Directive
Can you reproduce the data beneath, keeping every line exact?

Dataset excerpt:
......

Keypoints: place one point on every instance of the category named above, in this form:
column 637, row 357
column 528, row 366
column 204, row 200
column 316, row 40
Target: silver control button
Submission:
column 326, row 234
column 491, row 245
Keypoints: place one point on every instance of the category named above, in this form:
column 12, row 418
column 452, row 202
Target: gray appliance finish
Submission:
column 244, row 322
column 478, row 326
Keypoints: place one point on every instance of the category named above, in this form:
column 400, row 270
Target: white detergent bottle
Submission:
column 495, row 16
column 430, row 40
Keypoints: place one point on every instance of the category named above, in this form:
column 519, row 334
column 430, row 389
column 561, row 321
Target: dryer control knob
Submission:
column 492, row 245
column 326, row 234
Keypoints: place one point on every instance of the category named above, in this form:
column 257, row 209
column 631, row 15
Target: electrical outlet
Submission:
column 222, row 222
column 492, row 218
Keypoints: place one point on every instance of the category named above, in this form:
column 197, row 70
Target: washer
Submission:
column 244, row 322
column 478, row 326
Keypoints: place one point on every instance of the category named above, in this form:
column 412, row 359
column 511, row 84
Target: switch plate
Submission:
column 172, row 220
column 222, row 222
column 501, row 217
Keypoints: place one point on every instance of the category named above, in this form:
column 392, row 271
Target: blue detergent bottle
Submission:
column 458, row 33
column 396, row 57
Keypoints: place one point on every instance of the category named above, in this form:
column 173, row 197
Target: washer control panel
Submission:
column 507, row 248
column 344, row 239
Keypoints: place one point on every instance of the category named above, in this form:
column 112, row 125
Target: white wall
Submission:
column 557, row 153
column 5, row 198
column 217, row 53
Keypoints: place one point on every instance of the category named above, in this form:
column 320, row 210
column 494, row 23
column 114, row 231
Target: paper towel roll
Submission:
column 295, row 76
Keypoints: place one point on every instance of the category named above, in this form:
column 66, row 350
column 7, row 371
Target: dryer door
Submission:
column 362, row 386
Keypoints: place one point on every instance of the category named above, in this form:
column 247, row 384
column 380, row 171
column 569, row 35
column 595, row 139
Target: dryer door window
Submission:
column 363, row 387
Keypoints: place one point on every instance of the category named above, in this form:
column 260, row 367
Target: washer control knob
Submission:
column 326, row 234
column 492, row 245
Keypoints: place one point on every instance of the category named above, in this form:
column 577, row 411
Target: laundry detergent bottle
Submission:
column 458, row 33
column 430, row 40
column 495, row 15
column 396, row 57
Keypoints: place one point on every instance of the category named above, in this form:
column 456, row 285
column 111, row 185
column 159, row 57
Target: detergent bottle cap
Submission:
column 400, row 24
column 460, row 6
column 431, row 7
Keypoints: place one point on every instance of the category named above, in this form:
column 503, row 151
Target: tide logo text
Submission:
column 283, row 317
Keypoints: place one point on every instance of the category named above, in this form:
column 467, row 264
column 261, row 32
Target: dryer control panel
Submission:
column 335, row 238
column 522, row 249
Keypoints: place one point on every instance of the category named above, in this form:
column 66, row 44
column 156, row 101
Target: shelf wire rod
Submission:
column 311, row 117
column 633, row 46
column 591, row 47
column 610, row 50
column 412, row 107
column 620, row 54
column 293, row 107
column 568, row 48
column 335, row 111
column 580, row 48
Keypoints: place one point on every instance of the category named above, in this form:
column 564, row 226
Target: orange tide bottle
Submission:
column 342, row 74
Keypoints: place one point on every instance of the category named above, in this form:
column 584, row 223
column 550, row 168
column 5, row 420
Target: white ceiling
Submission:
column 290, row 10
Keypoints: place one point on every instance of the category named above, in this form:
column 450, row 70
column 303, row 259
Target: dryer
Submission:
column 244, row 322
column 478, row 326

......

Result below
Keypoints: place one point on every instance of the category named above, in this form:
column 637, row 357
column 528, row 366
column 204, row 200
column 316, row 40
Target: silver control button
Submission:
column 326, row 234
column 491, row 245
Keypoints: place one point on every instance of the category named above, in this form:
column 12, row 418
column 452, row 202
Target: gray appliance finish
Submission:
column 244, row 322
column 478, row 326
Keypoints: place one point on every instance of the category named above, in this form:
column 400, row 270
Target: white detergent bottle
Submission:
column 495, row 16
column 430, row 40
Keypoints: place one point on every instance of the category named above, in this form:
column 519, row 334
column 430, row 389
column 561, row 321
Target: dryer control knob
Submission:
column 492, row 245
column 326, row 234
Keypoints: place one point on every instance of the category named above, in this form:
column 257, row 209
column 631, row 15
Target: electrical outlet
Submission:
column 222, row 222
column 492, row 218
Keypoints: place one point on every instance of the category named above, in this form:
column 197, row 70
Target: washer
Submission:
column 244, row 322
column 478, row 326
Keypoints: place one point on every instance of the category named above, in this form:
column 412, row 359
column 511, row 84
Target: switch plate
Submission:
column 172, row 220
column 222, row 222
column 501, row 217
Keypoints: place one point on every instance of the category named above, in this form:
column 392, row 271
Target: blue detergent bottle
Submission:
column 458, row 33
column 396, row 57
Keypoints: place one point on every instance of the category named above, in this form:
column 173, row 197
Target: washer control panel
Submission:
column 507, row 248
column 344, row 239
Keypoints: place one point on every instance of the category named above, in this form:
column 112, row 125
Target: white wall
Submission:
column 557, row 153
column 5, row 198
column 217, row 53
Keypoints: place one point on every instance of the category named above, in this form:
column 320, row 210
column 494, row 23
column 114, row 231
Target: paper towel roll
Submission:
column 295, row 76
Keypoints: place one point on every instance of the category named above, in this form:
column 66, row 350
column 7, row 371
Target: dryer door
Submission:
column 362, row 386
Keypoints: place one point on every instance of the category named above, in this form:
column 247, row 384
column 380, row 171
column 569, row 35
column 595, row 139
Target: dryer door window
Submission:
column 363, row 387
Keypoints: place one point on every instance of the category named above, in this form:
column 260, row 367
Target: washer control knob
Submission:
column 326, row 234
column 492, row 245
Keypoints: place one point on every instance of the category named above, in this form:
column 577, row 411
Target: laundry detergent bottle
Submission:
column 458, row 33
column 430, row 40
column 495, row 15
column 396, row 57
Keypoints: place one point on every instance of the category named above, in this form:
column 456, row 285
column 111, row 185
column 159, row 57
Target: detergent bottle cap
Submission:
column 400, row 24
column 460, row 6
column 431, row 7
Keypoints: place one point on every instance of the category named above, in this form:
column 503, row 151
Target: tide logo text
Submission:
column 283, row 317
Keypoints: place one point on every instance of the category named above, in this form:
column 467, row 264
column 261, row 32
Target: dryer control panel
Submission:
column 335, row 238
column 522, row 249
Keypoints: place one point on every instance of the category named above, in this form:
column 66, row 44
column 156, row 101
Target: shelf wire rod
Submission:
column 311, row 117
column 633, row 46
column 591, row 47
column 610, row 50
column 412, row 107
column 620, row 54
column 293, row 107
column 568, row 48
column 335, row 111
column 580, row 48
Keypoints: place one point on every instance of the category named above, in this form:
column 564, row 226
Target: orange tide bottle
Submission:
column 342, row 74
Keypoints: place one point on every instance of the category named above, in this form:
column 584, row 223
column 550, row 168
column 5, row 420
Target: white ceiling
Submission:
column 290, row 10
Keypoints: place one point on every instance of the category named above, in this form:
column 450, row 70
column 303, row 259
Target: dryer
Submission:
column 244, row 322
column 478, row 326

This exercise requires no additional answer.